» **Written instruction**
Rewrite the items from their first line through the line containing "x=679 y=301", requests included, and add 46 to each x and y coordinate in the answers. Leave every other line as it is.

» **Extracted records**
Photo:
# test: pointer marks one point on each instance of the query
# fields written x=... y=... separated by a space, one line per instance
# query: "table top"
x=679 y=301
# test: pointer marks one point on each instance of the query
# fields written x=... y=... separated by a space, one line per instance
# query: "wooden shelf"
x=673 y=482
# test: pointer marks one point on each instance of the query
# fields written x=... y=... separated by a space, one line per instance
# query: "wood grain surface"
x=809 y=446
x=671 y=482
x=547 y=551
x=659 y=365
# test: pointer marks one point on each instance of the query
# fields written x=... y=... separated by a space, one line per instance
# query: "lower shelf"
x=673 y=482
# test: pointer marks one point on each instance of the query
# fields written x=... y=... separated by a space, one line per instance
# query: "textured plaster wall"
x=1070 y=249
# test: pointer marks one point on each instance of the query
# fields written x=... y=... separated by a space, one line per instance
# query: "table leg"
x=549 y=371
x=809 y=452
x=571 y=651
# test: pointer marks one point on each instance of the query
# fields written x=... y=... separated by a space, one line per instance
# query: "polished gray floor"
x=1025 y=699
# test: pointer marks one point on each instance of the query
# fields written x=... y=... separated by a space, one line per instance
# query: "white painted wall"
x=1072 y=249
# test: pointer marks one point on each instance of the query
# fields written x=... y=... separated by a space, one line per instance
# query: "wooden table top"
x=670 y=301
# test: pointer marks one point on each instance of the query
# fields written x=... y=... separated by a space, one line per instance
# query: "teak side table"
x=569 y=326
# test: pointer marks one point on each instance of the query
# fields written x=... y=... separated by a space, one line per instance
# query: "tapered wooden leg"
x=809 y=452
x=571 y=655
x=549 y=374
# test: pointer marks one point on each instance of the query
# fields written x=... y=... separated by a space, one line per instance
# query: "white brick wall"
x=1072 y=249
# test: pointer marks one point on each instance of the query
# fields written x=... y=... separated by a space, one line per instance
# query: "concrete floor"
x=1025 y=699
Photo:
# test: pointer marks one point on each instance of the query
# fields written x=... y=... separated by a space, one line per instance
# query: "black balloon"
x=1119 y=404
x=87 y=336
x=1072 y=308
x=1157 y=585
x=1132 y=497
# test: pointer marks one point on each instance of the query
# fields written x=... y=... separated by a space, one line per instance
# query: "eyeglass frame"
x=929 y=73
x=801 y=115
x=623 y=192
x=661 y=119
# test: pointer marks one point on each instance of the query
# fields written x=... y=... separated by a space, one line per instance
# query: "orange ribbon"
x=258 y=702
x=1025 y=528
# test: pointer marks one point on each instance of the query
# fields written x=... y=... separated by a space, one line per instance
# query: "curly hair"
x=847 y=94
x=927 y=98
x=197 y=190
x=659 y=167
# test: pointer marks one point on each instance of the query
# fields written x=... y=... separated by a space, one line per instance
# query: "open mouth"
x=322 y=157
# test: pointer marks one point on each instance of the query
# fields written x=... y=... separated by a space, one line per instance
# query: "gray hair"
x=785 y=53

» **Answer to this exercise**
Photo:
# test: pointer marks one point on each instance of the query
# fields written x=... y=... separated by a space, one line per instance
# query: "table top"
x=725 y=347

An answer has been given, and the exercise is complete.